■ **PROBLEM REQUIREMENTS**
Reproduce the lines below verbatim, starting with the line that contains "of the pale" and continuing through the last line of the rows.

......

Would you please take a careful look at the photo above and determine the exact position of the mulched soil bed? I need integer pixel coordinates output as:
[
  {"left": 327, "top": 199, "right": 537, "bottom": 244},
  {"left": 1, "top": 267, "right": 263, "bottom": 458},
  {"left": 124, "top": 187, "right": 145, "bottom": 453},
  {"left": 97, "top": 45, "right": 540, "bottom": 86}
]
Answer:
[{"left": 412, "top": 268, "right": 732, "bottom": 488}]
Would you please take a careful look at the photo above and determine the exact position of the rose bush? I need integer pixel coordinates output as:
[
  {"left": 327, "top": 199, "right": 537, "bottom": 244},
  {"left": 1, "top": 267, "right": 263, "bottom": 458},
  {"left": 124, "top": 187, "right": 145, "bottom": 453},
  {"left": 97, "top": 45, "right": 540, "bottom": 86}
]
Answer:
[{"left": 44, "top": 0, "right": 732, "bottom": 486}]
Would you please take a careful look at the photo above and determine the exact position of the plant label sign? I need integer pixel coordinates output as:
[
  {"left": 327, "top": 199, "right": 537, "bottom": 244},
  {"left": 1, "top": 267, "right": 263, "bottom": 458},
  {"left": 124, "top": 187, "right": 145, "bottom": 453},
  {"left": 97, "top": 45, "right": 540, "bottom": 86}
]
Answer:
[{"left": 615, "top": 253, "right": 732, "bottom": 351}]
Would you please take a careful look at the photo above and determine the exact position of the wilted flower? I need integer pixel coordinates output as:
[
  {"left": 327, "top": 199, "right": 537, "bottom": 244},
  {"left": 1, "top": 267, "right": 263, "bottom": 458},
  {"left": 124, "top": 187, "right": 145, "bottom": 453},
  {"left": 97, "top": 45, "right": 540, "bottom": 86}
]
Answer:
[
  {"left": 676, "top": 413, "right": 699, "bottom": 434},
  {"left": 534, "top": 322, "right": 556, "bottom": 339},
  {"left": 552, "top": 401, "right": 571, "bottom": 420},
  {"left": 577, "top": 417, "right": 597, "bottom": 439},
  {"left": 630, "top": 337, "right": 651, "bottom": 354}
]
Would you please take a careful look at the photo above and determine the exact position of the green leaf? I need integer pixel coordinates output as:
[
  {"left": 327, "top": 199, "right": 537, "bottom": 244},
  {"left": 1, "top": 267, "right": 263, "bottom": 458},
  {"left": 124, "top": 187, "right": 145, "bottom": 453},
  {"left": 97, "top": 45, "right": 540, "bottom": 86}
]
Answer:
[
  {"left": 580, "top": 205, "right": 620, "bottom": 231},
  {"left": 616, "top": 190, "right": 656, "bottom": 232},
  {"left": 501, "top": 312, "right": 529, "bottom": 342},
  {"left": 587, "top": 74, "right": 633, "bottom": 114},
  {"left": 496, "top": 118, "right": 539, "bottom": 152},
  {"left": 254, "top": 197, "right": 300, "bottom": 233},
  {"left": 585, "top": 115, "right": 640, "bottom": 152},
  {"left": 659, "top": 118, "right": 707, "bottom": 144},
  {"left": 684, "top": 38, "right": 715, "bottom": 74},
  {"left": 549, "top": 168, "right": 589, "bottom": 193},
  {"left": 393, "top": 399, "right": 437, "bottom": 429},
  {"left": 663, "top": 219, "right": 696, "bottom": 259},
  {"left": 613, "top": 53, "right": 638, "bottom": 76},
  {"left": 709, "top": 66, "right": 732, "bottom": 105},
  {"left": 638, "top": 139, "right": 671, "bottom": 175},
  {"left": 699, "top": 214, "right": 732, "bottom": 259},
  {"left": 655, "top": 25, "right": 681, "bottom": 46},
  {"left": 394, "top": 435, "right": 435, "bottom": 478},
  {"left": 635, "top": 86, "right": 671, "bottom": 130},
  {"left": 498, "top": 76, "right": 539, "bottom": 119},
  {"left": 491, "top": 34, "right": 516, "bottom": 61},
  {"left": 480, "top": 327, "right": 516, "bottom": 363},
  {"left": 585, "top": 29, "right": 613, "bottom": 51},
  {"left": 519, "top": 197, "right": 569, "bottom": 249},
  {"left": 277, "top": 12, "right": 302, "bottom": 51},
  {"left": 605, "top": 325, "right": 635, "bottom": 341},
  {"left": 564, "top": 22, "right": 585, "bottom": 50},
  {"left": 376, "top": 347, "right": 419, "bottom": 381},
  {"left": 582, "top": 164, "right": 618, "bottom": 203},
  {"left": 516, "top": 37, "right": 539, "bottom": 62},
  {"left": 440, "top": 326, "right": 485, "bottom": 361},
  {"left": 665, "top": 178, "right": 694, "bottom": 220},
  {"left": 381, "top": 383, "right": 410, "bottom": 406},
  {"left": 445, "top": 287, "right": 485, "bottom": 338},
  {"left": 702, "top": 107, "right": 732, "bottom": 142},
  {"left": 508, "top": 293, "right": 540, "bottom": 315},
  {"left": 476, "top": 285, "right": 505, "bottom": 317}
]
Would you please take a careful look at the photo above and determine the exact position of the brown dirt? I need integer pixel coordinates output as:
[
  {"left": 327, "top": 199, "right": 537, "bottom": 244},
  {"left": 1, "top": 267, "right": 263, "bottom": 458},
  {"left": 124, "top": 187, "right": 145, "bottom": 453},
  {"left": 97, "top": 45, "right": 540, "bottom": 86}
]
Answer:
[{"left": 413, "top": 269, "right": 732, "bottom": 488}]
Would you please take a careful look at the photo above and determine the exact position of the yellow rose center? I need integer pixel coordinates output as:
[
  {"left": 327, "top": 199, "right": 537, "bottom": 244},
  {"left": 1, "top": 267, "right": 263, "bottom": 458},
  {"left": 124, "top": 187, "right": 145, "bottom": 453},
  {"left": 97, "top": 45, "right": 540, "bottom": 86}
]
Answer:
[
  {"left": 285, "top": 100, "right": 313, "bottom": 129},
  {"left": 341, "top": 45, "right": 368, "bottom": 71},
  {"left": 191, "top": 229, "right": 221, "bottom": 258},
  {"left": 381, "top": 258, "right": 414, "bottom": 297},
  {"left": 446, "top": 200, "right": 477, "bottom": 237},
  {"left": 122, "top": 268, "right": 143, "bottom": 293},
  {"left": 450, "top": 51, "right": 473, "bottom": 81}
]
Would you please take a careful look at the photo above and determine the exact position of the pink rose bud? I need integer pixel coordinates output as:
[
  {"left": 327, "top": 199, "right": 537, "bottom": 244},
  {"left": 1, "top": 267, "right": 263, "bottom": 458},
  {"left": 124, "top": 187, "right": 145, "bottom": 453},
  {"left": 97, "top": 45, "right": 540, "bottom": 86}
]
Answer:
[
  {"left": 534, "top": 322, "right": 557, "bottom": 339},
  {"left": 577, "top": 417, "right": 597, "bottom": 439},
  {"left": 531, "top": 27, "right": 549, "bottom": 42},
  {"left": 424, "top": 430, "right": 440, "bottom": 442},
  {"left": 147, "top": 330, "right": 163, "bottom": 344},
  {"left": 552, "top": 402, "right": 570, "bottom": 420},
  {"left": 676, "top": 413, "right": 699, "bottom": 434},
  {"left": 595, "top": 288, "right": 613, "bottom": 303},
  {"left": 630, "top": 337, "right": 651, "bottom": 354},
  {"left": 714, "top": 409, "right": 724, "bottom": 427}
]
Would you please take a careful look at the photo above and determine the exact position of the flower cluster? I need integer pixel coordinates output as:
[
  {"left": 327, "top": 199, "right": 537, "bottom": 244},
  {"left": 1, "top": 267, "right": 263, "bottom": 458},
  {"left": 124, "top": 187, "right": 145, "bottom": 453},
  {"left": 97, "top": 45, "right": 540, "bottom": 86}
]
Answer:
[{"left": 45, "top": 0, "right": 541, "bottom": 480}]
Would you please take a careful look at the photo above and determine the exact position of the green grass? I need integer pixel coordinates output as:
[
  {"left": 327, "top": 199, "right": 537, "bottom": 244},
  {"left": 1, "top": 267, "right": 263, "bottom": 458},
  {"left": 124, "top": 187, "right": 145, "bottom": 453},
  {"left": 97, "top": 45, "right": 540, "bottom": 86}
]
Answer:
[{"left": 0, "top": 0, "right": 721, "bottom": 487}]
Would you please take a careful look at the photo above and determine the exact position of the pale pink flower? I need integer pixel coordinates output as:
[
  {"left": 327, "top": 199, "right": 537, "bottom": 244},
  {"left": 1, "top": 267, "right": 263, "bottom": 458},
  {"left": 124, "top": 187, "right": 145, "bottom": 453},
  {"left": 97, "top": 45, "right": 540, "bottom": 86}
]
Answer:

......

■ **EXPECTED ANSWER**
Would you please take a careful look at the photo above and determine the exact position of the pale pink flower? I need integer pixel coordinates output as:
[
  {"left": 327, "top": 199, "right": 537, "bottom": 244},
  {"left": 1, "top": 267, "right": 263, "bottom": 458},
  {"left": 124, "top": 187, "right": 145, "bottom": 453},
  {"left": 97, "top": 45, "right": 540, "bottom": 86}
]
Answer:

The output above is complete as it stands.